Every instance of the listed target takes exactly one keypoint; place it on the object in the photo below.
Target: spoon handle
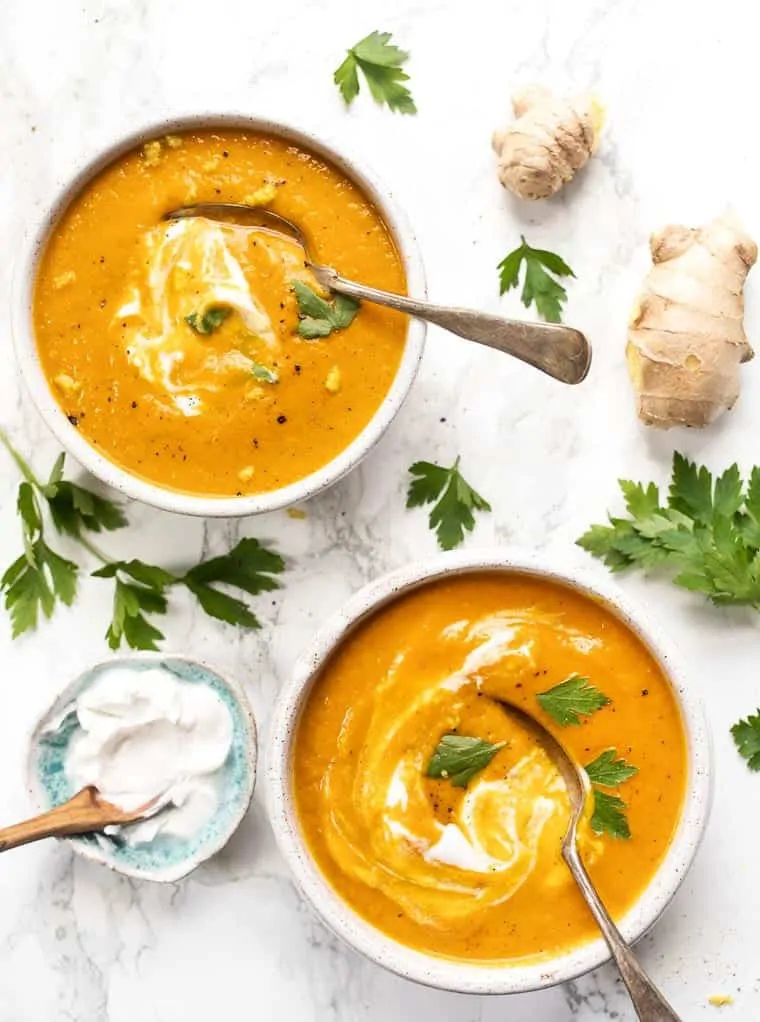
(558, 351)
(79, 816)
(649, 1003)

» **Work instruction**
What you return should match the records above word for word, minus the pictures.

» **Task solution**
Every instance of the listed target takes exactly one keypoint; place it on the object in the photo below.
Target: spoon handle
(558, 351)
(79, 816)
(649, 1003)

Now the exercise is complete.